### AIM A
In the conversational implicature page, who is said to have first explored conversational implicature extensively, and in which work?
### AIM B
The conversational implicature page says R. T. Lakoff's maxims parallel some of Grice's maxims. List those Grice maxims.
### AIM C
Continue the conversational implicature page after its final sentence.

Rogers A & R Wall and JP Murphy, _Conversational Implicature_, Proceedings of Conference. Arlington: Virginia: Centre for Applied Linguistics.
Contents:
0. Editors's Intro
1. G Harman, Against universal semantic representation.
2. JD Mccawley, Remarks on the lexicography of performative verbs
3. JR Searle, A classification of illocutionary acts
4. JR Ross, Where to do things with words.
5. JM Sadock, Aspects of linguistic pragmatics.
6. RT Lakoff, What you can do with words: politeness, pragmatics, performatives.
7. GN Lakoff, Pragmatics in natural logic.
8. RC Stalnaker, Pragmatic presupposition.
9. L Karttunen, Presupposition and linguistic context.
10. RH Thomason, Where pragmatics fits in.
--- "Unfortunately, Grice's paper, "Desirability, Probability and Mode-Operators" was too crytptic for us to accomodate."
From the intro:
"Ross -- in his essay supported by the National Institute of Mental Health -- basically accepts the Gordon/Lakoff _transderivational_ approach to conversational implicature, a topic first extensively explored by Grice in _Logic & Conversation_.
"Ross's claim is that _SLIFTING_, which appears to be an ordinary syntactic rule, is governed in part by conversational implicature. Since conversational implicature is thought to be a pragmatic phenomenon, Ross is claiming that there are pragmatic conditions on syntactic rules".
"Ross argues that the kinds of _trans-derivational_ constraints postulated by Gordon/Lakoff to account for conversational implicature must be allowed to apply to embedded questions such as
(1) When woud dinner be, Archie-1 told Edith-2 that he-i wanted her-2 to
tell him-1.
"The analysis R. T. Lakoff offers is explicitly Gricean. She takes Grice's maxims of conversation to be rules of clarity, and offers her own rules as rules of _politeness_, rather. Thus, paralleling Grice's maxims of quantity, quality, relevance, and manner, she offers maxims of Formality ("don't impose. Remain aloof"), Hesitancy ("allow the addressee his options"), and Equality ("act as though you & the addressee were equal, make him feel good"). Her maxims, however, unlike Grice's, tend to be _mutually exclusive_, to apply in different types of social interaction."
"RT Lakoff notes that typical conversations do not adhere to Grice's maxims in a straightfoward way, but that, given that a conversational contribution does not _clearly_ conform to the maxims, the addressee can generally arrive at an interpretation of the contribution consistent with the maxims by employing Grice's cooperative principle."

### SUPPLIED INFORMATION
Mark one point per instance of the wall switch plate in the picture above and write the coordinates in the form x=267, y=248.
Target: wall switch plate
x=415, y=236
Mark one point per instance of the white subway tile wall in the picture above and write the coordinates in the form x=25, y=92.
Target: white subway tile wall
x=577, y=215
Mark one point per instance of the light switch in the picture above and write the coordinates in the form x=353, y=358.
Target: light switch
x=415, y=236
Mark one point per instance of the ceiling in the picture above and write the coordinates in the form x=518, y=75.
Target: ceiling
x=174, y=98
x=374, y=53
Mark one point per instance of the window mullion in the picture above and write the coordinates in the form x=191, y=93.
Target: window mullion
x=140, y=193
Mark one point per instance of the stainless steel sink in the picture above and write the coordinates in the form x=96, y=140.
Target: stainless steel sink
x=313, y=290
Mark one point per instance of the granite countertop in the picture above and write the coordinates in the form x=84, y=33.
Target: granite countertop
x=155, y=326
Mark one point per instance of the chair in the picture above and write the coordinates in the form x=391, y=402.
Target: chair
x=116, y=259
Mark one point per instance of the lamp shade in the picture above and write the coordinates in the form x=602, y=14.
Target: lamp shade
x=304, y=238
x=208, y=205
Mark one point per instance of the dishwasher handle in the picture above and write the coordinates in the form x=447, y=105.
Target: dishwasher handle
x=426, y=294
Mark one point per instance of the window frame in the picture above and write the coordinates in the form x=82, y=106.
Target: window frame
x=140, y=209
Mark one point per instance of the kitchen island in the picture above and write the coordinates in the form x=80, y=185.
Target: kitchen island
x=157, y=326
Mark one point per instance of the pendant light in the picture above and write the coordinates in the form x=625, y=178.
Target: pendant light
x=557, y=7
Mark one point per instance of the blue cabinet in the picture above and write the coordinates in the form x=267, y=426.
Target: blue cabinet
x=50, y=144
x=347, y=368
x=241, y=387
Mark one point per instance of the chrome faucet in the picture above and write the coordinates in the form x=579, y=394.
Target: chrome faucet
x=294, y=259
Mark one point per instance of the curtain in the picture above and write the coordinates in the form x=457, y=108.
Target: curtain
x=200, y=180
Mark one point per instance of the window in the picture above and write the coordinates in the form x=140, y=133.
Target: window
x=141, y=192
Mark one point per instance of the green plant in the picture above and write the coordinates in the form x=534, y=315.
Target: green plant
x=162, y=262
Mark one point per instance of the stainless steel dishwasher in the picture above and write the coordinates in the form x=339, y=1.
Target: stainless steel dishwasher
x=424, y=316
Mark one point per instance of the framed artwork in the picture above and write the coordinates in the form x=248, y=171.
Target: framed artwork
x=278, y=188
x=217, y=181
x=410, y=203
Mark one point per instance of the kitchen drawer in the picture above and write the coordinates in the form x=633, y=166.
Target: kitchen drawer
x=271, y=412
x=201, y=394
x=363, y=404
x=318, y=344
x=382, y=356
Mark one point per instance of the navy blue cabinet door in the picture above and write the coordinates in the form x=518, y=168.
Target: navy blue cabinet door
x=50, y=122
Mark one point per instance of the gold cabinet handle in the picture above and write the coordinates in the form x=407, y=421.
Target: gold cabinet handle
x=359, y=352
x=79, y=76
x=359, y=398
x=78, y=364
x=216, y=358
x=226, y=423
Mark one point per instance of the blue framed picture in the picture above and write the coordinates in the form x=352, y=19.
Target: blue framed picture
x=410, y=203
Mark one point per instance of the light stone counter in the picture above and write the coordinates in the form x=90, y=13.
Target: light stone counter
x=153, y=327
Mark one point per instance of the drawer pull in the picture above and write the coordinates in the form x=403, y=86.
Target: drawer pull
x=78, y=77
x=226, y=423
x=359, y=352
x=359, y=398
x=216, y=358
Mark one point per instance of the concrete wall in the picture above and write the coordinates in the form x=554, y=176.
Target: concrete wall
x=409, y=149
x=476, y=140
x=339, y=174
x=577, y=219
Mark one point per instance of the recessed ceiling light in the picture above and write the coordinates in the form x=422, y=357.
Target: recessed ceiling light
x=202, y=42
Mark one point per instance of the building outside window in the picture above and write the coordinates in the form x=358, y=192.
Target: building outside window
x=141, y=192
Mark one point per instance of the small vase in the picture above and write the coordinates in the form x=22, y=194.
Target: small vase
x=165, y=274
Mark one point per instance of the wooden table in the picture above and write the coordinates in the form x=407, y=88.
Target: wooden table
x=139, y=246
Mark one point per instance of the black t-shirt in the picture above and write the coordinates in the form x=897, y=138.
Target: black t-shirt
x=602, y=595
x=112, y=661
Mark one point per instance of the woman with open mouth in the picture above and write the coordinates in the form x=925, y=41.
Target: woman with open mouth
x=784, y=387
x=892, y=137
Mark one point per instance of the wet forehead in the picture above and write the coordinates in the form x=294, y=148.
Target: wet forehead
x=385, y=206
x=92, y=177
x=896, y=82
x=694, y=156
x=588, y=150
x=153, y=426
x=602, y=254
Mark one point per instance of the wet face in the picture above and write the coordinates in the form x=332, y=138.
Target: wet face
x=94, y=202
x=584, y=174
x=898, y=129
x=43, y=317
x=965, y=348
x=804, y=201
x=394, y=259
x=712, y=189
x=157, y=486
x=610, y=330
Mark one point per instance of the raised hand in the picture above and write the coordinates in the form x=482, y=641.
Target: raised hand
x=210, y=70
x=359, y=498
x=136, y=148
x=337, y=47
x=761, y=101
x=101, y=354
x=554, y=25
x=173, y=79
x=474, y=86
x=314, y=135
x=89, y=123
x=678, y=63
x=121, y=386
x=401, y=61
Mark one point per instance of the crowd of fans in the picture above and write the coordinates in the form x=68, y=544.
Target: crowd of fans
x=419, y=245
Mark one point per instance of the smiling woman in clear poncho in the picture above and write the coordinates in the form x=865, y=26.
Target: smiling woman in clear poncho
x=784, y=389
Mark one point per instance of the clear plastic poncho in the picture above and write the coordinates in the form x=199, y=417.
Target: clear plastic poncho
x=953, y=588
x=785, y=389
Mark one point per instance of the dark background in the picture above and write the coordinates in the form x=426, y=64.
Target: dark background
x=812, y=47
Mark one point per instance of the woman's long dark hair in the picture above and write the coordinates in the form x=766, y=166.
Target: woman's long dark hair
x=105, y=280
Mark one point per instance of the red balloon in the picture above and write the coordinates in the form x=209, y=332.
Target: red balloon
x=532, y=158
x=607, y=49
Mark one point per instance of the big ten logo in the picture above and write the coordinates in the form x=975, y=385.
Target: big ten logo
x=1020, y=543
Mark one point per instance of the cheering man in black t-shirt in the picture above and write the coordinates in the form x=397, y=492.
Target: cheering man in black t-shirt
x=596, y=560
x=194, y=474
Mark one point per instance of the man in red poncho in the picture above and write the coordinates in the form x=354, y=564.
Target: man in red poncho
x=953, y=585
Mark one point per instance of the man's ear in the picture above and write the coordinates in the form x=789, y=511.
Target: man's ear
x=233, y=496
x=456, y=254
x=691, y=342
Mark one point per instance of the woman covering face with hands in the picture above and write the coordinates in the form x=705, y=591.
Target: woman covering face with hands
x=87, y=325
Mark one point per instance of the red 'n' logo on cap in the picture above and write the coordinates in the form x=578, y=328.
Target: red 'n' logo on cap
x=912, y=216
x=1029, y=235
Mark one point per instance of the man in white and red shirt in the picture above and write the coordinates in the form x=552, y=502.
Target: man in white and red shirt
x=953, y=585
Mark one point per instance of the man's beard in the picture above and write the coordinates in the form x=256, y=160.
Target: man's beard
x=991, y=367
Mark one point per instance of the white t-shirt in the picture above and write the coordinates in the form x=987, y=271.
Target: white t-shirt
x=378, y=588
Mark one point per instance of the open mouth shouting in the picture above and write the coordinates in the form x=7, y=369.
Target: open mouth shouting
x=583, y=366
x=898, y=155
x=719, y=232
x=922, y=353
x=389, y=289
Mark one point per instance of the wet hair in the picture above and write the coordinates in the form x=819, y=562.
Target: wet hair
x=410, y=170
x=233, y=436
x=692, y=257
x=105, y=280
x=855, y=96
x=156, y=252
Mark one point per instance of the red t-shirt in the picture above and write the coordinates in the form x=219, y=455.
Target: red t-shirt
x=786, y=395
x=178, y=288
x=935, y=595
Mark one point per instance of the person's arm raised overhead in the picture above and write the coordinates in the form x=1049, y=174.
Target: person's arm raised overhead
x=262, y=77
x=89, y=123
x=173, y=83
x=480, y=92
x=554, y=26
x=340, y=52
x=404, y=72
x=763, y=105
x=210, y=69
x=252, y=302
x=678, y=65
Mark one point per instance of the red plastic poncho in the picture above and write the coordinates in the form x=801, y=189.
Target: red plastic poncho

### EXERCISE RESULT A
Grice, in _Logic & Conversation_.

### EXERCISE RESULT B
Quantity, quality, relevance, and manner.

### EXERCISE RESULT C
"There is an objection which might be raised against both her work and Grice's, that it is non-empirical, both in that it is not based on systematic observation and that it is not predictive, hence, is _unfalsifiable_, though perhaps of heuristic value.".
Re: GN Lakoff's essay: "Finally, conversational implicatures of the Gricean sort are foreseen to be ultimately formalisable as _context-dependent entailments_ which are no different in principle from garden-variety _semantic_ entailments. This last suggestion is quite programmatic and leaves perhaps more room for doubt than do the other proposals as to the ultimate success of the undertaking. One serious difficulty that stands in the way is giving a precise account of terms such as 'cooperation' and 'relevance', which figure significantly in Grice's maxims of conversation. Lakoff suggests that the means for accomplishing this is by the techniques of 'natural logic' (G. Lakoff, 1972), a cluster of proposals which, it must be acknowledged, are themselves still highly programmatic and of unproved effectiveness in the face of so difficult an analytic task."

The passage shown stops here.